TASK BRIEF: Your answer should be only the lines below from the one with "Phrase: blue sky" to the one with "of the tall", repeated exactly, ends included.

MATERIAL PROVIDED:
+--

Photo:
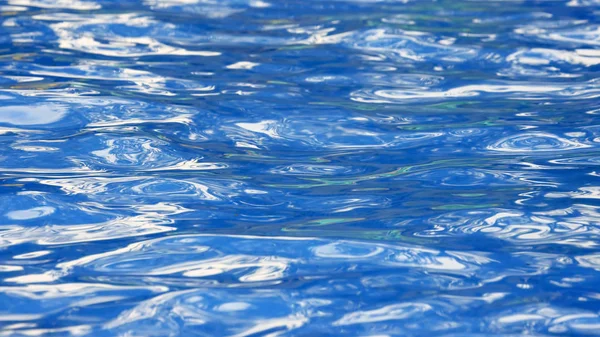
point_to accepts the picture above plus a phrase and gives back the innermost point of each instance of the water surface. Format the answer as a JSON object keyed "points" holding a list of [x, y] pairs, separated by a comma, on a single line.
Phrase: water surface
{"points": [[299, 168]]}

+--

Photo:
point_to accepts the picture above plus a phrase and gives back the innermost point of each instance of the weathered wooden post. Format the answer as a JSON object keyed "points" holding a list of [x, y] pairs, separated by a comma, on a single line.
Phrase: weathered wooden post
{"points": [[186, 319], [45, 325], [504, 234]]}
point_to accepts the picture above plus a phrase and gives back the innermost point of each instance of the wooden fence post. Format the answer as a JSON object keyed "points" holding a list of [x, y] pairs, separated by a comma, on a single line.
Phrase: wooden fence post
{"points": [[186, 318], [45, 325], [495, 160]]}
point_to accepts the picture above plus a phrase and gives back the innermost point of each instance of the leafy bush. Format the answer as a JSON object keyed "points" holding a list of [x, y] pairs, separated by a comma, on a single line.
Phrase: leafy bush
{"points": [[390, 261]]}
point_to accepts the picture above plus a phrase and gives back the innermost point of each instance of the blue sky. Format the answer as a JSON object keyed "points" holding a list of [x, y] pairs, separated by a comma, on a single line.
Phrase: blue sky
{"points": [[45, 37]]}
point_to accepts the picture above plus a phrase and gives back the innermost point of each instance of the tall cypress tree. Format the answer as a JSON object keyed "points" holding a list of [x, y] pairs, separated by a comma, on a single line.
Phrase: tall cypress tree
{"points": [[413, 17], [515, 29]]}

+--

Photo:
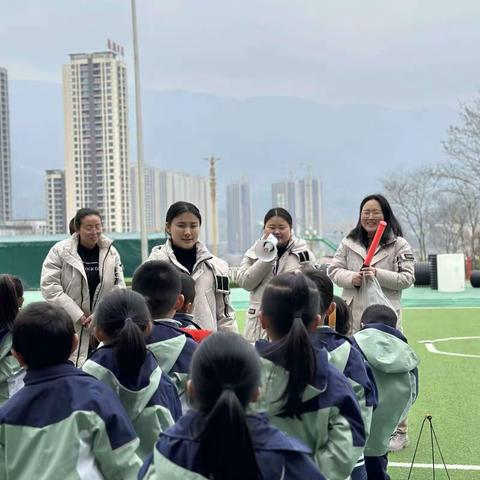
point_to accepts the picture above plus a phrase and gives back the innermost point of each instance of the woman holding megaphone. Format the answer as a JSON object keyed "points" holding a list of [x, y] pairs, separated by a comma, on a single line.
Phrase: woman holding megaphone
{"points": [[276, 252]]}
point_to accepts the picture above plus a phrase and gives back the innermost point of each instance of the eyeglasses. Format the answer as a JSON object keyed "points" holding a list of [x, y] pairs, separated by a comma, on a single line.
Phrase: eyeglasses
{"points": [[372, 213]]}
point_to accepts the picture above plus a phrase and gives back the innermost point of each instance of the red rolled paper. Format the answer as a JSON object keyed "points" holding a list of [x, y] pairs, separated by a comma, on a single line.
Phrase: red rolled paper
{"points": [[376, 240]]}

+--

WORKED SOLUTION:
Phrase: blue sky
{"points": [[45, 37]]}
point_to accepts the picture above plus a phrase and gives back the innermost point of each instance of the tall cypress tree. Format the answer as a JSON object keyed "points" holding a list of [x, y] pairs, separated by a comma, on a single line.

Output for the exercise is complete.